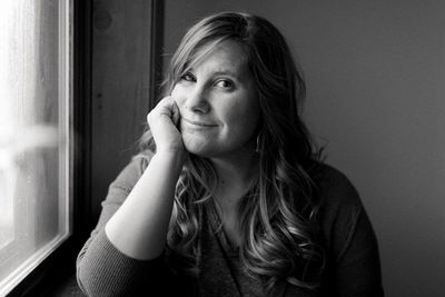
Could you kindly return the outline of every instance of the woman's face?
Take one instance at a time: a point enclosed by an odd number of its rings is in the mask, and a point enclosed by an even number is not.
[[[239,43],[222,41],[176,83],[171,97],[189,152],[212,158],[249,149],[260,110],[244,57]]]

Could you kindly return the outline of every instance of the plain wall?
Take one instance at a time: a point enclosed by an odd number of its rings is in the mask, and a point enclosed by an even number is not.
[[[264,16],[287,38],[305,118],[374,224],[386,296],[444,296],[445,2],[166,0],[165,52],[220,10]]]

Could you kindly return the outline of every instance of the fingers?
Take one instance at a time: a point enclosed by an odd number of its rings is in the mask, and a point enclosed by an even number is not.
[[[171,96],[167,96],[158,102],[158,105],[147,115],[147,121],[150,122],[150,118],[156,116],[166,116],[171,119],[175,126],[178,125],[180,111]]]

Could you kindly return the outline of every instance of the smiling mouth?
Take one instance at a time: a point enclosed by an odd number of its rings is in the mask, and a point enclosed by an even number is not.
[[[216,127],[218,125],[214,125],[214,123],[207,123],[207,122],[202,122],[202,121],[195,121],[195,120],[189,120],[186,118],[182,118],[185,121],[187,121],[188,123],[198,126],[198,127]]]

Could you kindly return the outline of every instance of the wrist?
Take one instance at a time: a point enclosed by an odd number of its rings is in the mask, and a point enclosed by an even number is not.
[[[188,152],[179,148],[156,149],[155,156],[159,159],[171,160],[182,166],[188,158]]]

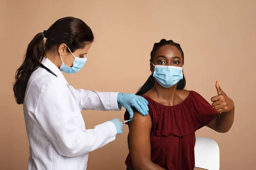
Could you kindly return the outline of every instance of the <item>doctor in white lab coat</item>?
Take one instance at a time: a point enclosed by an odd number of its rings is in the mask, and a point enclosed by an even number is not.
[[[13,90],[17,103],[23,105],[29,170],[86,170],[88,153],[122,133],[119,119],[86,130],[82,110],[119,110],[123,106],[131,118],[132,107],[148,114],[148,103],[140,96],[75,89],[69,85],[61,71],[80,70],[93,39],[84,22],[67,17],[37,34],[28,46]]]

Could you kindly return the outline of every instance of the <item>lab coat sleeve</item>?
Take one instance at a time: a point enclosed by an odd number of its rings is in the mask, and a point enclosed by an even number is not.
[[[81,110],[121,110],[122,106],[117,104],[118,92],[76,89],[70,85],[67,85]]]
[[[57,152],[65,156],[82,155],[115,139],[115,125],[108,121],[83,130],[84,120],[67,87],[52,82],[39,95],[35,116]]]

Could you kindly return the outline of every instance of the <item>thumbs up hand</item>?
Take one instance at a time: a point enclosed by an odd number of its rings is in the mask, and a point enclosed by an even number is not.
[[[221,88],[218,81],[216,82],[218,96],[212,97],[212,105],[218,113],[227,112],[235,108],[234,102]]]

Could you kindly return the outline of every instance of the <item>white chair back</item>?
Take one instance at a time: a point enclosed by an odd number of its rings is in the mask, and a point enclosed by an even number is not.
[[[209,138],[196,137],[195,161],[196,167],[208,170],[219,170],[220,150],[217,142]]]

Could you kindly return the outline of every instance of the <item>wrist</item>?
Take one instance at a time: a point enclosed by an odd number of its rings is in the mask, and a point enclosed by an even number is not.
[[[122,93],[121,92],[118,92],[118,94],[117,94],[117,105],[121,105],[121,103],[120,102],[120,99],[122,97]]]

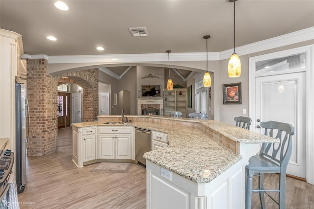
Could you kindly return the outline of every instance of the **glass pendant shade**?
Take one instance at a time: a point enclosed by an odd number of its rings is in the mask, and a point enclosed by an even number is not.
[[[241,75],[241,61],[236,53],[234,52],[228,64],[228,76],[230,78]]]
[[[210,87],[211,86],[211,78],[208,72],[205,72],[204,77],[203,78],[203,84],[205,87]]]
[[[168,82],[167,82],[167,90],[172,90],[173,89],[173,83],[172,80],[171,78],[168,79]]]

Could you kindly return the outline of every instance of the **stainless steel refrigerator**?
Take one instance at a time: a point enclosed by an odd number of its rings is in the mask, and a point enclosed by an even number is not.
[[[16,178],[18,193],[25,188],[26,182],[26,118],[28,105],[24,84],[15,84]],[[28,112],[29,113],[29,112]],[[29,117],[28,117],[29,118]],[[28,123],[28,128],[29,124]],[[29,133],[29,129],[28,132]]]

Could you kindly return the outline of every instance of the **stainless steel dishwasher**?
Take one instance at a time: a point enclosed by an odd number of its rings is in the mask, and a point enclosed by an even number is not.
[[[149,152],[152,148],[151,132],[148,130],[135,128],[135,161],[140,165],[145,166],[144,153]]]

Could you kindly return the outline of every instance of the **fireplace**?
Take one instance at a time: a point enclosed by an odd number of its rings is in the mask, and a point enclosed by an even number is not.
[[[137,99],[138,115],[162,116],[163,98],[143,97]]]

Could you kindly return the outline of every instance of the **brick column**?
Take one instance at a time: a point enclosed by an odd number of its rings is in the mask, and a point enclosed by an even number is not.
[[[43,156],[57,150],[57,81],[47,74],[47,60],[27,60],[30,119],[28,156]]]

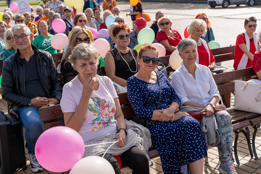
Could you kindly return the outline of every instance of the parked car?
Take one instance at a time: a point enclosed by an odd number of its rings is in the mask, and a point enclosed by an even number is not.
[[[217,5],[222,5],[223,8],[226,8],[230,5],[239,6],[241,4],[252,6],[255,2],[255,0],[208,0],[208,4],[212,8]]]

──────────

**Task to complete:** Rewrite all the entries above with each "kindly" changed to "please", keeping every other word unchanged and omitting the pictures.

**Correct response:**
Could you please return the outline of every instance of the woman's face?
Take one instance at a time: a point enclosed by an odd number of its rings is in the mask, and a point enclosed by an even number is not.
[[[239,43],[222,41],[176,83],[171,97],[189,152],[212,158],[249,149],[260,110],[244,57]]]

Could you please return the outline of every instance of the plain wall?
Take one instance at a time: a point enclosed by an odd number of its rings is in the mask, and a point enclosed by an even number is not.
[[[264,16],[287,38],[305,118],[374,224],[386,296],[444,296],[445,2],[166,0],[165,52],[220,10]]]

Could you please return the outline of every instance of the fingers?
Take one instance at a time: a point enclosed by an odd number of its rings is in the mask, and a point enclosed by an even number is not.
[[[171,96],[167,96],[158,102],[158,105],[147,115],[147,121],[150,122],[150,118],[156,116],[166,116],[171,119],[175,126],[178,125],[180,111]]]

Could you please return the outline of every instance of the smiling mouth?
Take one instance at a time: a point enclosed by an odd number of its rings is in the mask, and a point enclosed by an even number is not.
[[[216,127],[218,125],[214,125],[214,123],[207,123],[207,122],[202,122],[202,121],[195,121],[195,120],[189,120],[186,118],[182,118],[185,121],[187,121],[188,123],[198,126],[198,127]]]

Could you please return the outline of every instance of the wrist?
Take one instance at a time: a point enclosed by an odd number of its rings is in the mask, and a point enclosed by an even number is not.
[[[188,152],[179,148],[156,149],[155,156],[159,159],[171,160],[182,166],[188,158]]]

Could you please return the outline of every instance of the <item>doctor in white lab coat</item>?
Take one instance at a time: a point enclosed by an odd number of its rings is in the mask, and a point enclosed by an even number is not.
[[[13,90],[17,103],[23,105],[29,170],[86,170],[88,153],[122,133],[119,119],[86,130],[82,110],[119,110],[123,106],[131,118],[132,107],[148,114],[148,103],[140,96],[75,89],[69,85],[61,71],[80,70],[93,39],[84,22],[67,17],[37,34],[28,46]]]

Could you please return the outline of every instance of the <item>lab coat sleeve</item>?
Take one instance at a time: a point enclosed by an odd number of its rings is in the mask, and a point enclosed by an even number is not.
[[[81,110],[121,110],[122,106],[117,104],[118,92],[76,89],[70,85],[67,85]]]
[[[57,152],[65,156],[82,155],[115,139],[115,125],[108,121],[83,130],[84,120],[67,87],[52,82],[39,95],[35,116]]]

Could you please return the outline of every instance of the <item>thumbs up hand</item>?
Take one instance at a time: a point enclosed by an odd number of its rings is in the mask, and a point enclosed by an even number is not.
[[[221,88],[218,81],[216,82],[218,96],[212,97],[212,105],[218,113],[227,112],[235,108],[234,102]]]

Could you please return the outline of every instance of the <item>white chair back</item>?
Take one instance at a time: a point enclosed by an odd number of its rings is in the mask, and a point enclosed by an even number is not.
[[[209,138],[196,137],[195,161],[196,167],[208,170],[219,170],[220,150],[217,142]]]

Could you please return the outline of every instance of the <item>wrist</item>?
Take one instance at a time: a point enclosed by an odd number of its rings is in the mask, and a point enclosed by an even number is not.
[[[122,93],[121,92],[118,92],[118,94],[117,94],[117,105],[121,105],[121,103],[120,102],[120,99],[122,97]]]

Could you please return the outline of every instance of the **glass pendant shade**?
Take one instance at a time: a point enclosed by an odd number of its rings is in the mask, and a point enclosed by an even number is not.
[[[241,75],[241,61],[236,53],[234,52],[228,64],[228,76],[230,78]]]
[[[210,87],[211,86],[211,78],[208,72],[205,72],[204,77],[203,78],[203,84],[205,87]]]
[[[168,82],[167,82],[167,90],[172,90],[173,89],[173,83],[172,80],[171,78],[168,79]]]

Could you please return the outline of every instance of the **stainless steel refrigerator**?
Take one instance at a time: a point enclosed by an odd number of its rings is in the mask, and a point enclosed by an even number is not.
[[[16,178],[18,193],[25,188],[26,182],[26,118],[28,105],[24,84],[15,84]],[[28,112],[29,113],[29,112]],[[29,117],[28,117],[29,118]],[[28,123],[28,128],[29,124]],[[29,133],[29,129],[28,132]]]

Could you please return the outline of every instance of the **stainless steel dishwasher**?
Take one instance at a time: a point enclosed by an odd number of its rings is in the mask, and a point enclosed by an even number is not.
[[[149,152],[152,148],[151,132],[148,130],[135,128],[135,161],[140,165],[145,166],[144,153]]]

Could you please return the outline of every instance of the **fireplace**?
Take one instance at a time: a point enclosed by an odd number of its rings is in the mask, and a point enclosed by an even number is not.
[[[137,99],[138,115],[162,116],[163,98],[143,97]]]

Could you please return the outline of every instance of the **brick column**?
Take one instance at a time: a point enclosed by an odd number of its rings is in the mask, and a point enclosed by an even number is not.
[[[43,156],[57,150],[57,81],[47,74],[47,60],[27,60],[30,119],[28,156]]]

Could you please return the outline of every instance of the parked car?
Take one instance at a time: a point enclosed by an odd number of its rings is in the mask, and a point enclosed by an even number is not.
[[[217,5],[222,5],[223,8],[226,8],[230,5],[239,6],[241,4],[252,6],[255,2],[255,0],[208,0],[208,4],[212,8]]]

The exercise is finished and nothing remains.